[CHALLENGE 1]:
In the vanilla perfume post, which two vanilla perfumes were the only ones in the writer's collection until recently?
[CHALLENGE 2]:
Why, according to the vanilla perfume post, did the writer spend the next month wearing and testing perfumes with a prominent vanilla note? Answer in one to three sentences.
[CHALLENGE 3]:
Transcribe the vanilla perfume post between "Topic of vanilla" and "cup of tea.", inclusive.

[SOURCE TEXT]:
★ ★ ★ ★ ★ ★ ★

Topic of vanilla perfumes periodically circulates in the Perfumeland, and two-three years ago I could probably be observed commenting on those with the statement of not being a vanilla fan. I never seriously disliked the note, but for a long time I thought that vanilla-centric perfumes weren’t my cup of tea.
In some sense I was right: until recently the only two bottles of vanilla perfume in my perfume collection were Vanille Noire by Yves Rocher and Eau Duelle by Diptyque – a mini bottle and a travel bottle, correspondingly. But the “mystery” vanilla perfume that I came across on the last day of my Maui vacation (see the Part 1* post) has triggered my vanilla cravings. And while I was searching for that brand first and then waiting on the La Maison de la Vanille’s sample set arrival, I discovered that over the years I accumulated a wide variety of decants and samples of vanilla perfumes. So for the next month I wore and tested perfumes with the prominent vanilla note.

★ ★ ★ ★ ★ ★ ★

[DATA LISTING]:
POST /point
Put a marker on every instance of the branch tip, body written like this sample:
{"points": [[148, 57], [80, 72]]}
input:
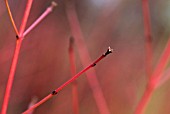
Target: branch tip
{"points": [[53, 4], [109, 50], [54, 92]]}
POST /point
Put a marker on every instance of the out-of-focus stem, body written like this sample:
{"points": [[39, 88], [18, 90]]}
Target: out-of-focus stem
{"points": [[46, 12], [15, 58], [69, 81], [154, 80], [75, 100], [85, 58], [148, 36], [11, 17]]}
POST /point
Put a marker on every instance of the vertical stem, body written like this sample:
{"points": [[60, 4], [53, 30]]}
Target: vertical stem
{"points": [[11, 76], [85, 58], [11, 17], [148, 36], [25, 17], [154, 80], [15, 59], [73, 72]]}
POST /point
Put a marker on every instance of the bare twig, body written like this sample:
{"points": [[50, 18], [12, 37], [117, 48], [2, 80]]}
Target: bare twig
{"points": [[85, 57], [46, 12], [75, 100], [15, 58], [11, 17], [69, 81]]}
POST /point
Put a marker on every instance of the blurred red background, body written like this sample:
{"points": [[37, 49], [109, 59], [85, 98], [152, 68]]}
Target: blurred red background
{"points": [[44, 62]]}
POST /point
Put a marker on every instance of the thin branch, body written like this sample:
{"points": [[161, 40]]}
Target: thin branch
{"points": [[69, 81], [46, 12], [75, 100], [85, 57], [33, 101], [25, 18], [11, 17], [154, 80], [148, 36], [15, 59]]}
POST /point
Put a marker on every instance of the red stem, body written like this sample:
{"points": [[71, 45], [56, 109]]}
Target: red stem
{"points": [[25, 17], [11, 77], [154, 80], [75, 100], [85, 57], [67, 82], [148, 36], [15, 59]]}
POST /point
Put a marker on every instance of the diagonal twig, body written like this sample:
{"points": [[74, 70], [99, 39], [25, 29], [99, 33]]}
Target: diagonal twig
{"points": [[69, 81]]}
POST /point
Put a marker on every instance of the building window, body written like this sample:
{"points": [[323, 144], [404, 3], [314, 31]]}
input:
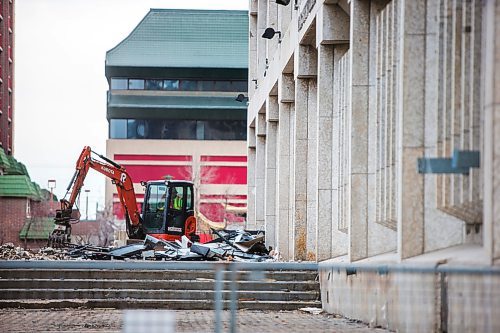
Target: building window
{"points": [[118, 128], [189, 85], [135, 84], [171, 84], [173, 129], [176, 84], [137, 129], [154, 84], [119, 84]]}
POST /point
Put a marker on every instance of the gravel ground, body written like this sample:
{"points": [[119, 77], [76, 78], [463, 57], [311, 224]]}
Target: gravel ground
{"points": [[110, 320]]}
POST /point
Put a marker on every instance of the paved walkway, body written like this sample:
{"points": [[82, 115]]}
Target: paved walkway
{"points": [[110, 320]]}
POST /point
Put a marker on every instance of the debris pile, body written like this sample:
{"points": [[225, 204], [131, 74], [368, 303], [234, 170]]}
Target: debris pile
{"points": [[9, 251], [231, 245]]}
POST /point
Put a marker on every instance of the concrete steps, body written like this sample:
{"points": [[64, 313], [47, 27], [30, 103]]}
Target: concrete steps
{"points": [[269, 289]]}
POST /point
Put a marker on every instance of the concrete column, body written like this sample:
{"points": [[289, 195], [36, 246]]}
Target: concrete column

★ ★ ★ ★ ★ ★ ★

[TASK RESULT 1]:
Vanille Noire by Yves Rocher and Eau Duelle by Diptyque.

[TASK RESULT 2]:
A "mystery" vanilla perfume found on the last day of a Maui vacation triggered the writer's vanilla cravings. While searching for that brand and waiting for La Maison de la Vanille's sample set to arrive, the writer discovered a wide variety of vanilla decants and samples accumulated over the years.

[TASK RESULT 3]:
Topic of vanilla perfumes periodically circulates in the Perfumeland, and two-three years ago I could probably be observed commenting on those with the statement of not being a vanilla fan. I never seriously disliked the note, but for a long time I thought that vanilla-centric perfumes weren’t my cup of tea.